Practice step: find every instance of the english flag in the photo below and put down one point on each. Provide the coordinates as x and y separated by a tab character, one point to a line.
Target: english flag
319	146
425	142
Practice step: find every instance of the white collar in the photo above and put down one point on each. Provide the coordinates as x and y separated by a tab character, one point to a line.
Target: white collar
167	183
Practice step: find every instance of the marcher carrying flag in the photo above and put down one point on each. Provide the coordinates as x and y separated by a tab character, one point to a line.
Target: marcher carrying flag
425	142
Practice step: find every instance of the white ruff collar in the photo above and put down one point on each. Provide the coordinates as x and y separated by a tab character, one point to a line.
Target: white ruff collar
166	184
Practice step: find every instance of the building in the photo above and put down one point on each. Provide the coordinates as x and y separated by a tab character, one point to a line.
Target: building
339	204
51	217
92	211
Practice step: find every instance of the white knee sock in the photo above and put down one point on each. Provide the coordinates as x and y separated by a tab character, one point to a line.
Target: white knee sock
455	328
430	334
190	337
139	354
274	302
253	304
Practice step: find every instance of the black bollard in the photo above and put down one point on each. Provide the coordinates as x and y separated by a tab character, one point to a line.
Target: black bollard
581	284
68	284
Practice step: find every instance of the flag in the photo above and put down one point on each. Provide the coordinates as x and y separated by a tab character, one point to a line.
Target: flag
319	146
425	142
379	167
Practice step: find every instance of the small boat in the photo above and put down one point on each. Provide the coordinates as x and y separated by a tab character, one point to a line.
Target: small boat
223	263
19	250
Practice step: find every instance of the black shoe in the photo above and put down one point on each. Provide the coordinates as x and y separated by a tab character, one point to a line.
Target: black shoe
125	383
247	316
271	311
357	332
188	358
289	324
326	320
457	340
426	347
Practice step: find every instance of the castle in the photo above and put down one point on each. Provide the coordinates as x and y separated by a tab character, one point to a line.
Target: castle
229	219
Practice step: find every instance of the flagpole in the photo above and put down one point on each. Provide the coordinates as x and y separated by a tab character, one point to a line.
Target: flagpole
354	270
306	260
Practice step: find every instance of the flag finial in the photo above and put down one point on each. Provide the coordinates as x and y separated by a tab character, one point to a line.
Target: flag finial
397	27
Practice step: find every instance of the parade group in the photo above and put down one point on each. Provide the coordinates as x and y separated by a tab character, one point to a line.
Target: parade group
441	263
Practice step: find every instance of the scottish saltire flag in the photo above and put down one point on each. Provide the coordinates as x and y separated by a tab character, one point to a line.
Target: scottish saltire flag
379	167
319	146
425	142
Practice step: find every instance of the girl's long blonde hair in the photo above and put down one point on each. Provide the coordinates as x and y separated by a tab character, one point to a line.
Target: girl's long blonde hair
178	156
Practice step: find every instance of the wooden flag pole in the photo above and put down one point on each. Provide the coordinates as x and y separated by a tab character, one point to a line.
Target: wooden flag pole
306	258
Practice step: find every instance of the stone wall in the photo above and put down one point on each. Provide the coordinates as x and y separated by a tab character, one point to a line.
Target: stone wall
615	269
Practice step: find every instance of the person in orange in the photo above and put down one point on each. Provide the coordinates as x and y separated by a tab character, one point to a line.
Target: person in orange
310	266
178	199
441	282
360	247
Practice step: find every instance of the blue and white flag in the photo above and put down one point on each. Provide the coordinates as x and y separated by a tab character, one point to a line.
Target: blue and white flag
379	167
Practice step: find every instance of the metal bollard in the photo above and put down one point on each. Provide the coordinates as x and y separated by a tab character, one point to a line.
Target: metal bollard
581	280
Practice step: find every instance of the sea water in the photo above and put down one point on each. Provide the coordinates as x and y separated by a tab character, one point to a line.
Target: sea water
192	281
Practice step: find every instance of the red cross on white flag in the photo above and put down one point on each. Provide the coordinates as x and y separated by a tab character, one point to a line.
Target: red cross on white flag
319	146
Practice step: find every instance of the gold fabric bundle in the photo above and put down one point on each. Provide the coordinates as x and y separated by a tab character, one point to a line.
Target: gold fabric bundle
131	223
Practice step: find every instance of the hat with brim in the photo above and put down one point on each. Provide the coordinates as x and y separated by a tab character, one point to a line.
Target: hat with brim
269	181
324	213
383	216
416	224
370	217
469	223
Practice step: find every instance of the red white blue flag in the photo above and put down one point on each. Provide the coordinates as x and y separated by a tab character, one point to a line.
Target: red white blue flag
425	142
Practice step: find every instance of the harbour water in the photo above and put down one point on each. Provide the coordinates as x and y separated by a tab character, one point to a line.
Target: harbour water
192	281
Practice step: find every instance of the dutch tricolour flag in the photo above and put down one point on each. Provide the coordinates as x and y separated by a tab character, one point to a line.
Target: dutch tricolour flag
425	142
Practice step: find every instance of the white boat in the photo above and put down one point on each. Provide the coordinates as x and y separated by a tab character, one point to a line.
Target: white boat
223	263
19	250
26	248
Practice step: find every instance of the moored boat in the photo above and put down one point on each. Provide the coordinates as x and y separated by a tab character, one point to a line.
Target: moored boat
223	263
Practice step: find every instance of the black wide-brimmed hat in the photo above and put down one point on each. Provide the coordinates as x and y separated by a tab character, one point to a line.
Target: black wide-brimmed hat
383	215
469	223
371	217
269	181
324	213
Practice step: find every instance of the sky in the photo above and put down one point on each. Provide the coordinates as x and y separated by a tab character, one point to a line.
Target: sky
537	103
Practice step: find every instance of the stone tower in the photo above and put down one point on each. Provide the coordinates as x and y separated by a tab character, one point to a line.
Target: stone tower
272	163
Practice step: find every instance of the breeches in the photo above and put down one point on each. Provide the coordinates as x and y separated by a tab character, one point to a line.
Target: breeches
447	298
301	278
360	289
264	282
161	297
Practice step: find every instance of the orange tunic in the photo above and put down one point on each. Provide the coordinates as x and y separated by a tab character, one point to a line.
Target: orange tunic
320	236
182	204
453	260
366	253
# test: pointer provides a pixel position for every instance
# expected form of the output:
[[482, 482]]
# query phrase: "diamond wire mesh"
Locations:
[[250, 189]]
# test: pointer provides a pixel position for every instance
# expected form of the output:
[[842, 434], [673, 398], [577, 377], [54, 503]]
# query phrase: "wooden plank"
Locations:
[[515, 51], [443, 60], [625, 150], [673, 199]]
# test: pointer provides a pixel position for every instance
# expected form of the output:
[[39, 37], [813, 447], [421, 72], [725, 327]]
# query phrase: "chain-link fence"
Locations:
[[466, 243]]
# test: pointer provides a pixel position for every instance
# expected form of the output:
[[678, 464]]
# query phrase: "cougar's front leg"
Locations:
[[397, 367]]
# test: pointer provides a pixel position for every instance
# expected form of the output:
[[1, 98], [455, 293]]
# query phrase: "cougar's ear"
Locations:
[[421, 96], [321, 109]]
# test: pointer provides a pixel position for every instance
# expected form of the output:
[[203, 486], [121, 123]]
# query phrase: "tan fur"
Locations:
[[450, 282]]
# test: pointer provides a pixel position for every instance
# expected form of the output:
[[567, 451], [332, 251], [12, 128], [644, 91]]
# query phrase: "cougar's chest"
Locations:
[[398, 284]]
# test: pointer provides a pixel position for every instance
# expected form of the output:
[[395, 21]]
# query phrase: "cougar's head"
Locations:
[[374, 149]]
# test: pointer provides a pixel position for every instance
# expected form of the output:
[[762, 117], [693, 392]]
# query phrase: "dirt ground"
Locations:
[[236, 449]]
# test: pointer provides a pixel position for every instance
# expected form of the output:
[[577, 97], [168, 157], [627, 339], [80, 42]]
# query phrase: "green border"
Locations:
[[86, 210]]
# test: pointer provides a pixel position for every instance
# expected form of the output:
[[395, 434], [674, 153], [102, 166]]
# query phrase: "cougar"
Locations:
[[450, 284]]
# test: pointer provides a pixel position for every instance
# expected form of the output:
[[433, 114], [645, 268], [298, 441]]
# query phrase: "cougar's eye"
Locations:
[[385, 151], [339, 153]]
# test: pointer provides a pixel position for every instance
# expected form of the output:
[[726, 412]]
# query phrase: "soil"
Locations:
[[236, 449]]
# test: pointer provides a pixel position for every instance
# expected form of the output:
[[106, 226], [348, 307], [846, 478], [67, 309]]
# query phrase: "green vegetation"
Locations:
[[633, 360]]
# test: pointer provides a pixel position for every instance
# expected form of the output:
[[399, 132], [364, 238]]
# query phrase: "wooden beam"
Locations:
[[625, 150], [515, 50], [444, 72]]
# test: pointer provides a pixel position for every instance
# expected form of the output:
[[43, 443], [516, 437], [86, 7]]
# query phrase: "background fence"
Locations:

::::

What you have to do » Lay out as a numbered list every line of the records above, from the line containing "Practice step: find every instance of the breeches" down to the line containing "[[421, 96], [321, 109]]", both included, omitting blank lines. Include no other lines.

Complete response »
1. Practice step: find every instance of the breeches in the photo above and put down one point on each. Provide the coordinates as x and y separated by a tab character, one point to a line.
2. Target: breeches
3. 447	298
4. 301	278
5. 360	289
6. 264	282
7. 161	297
8. Practice step: find every instance of the orange tunic in the photo above and put down one point on each. Provide the coordinates as x and y separated by a tab character, one point to a line.
9. Target: orange tunic
10. 320	236
11. 182	204
12. 453	260
13. 366	253
14. # test: pointer provides a pixel position for every instance
15. # expected form of the output:
16. [[482, 482]]
17. # query phrase: "diamond wire mesh"
18. Locations:
19. [[250, 189]]
20. # test: pointer provides a pixel position for every instance
21. # expected form of the output:
22. [[842, 434], [673, 398], [577, 377], [54, 503]]
23. # query phrase: "wooden plank"
24. Locations:
25. [[515, 51], [443, 60], [625, 150], [673, 199]]
26. # test: pointer provides a pixel position for every instance
27. # expected form of the output:
28. [[39, 37], [813, 447], [421, 72], [725, 327]]
29. # query phrase: "chain-link fence"
30. Locations:
31. [[466, 243]]
32. # test: pointer provides a pixel position for every instance
33. # expected form of the output:
34. [[678, 464]]
35. # query phrase: "cougar's front leg"
36. Locations:
37. [[397, 367]]
38. # test: pointer provides a pixel position for every instance
39. # expected form of the output:
40. [[1, 98], [455, 293]]
41. # query phrase: "cougar's ear"
42. Locations:
43. [[421, 96], [321, 109]]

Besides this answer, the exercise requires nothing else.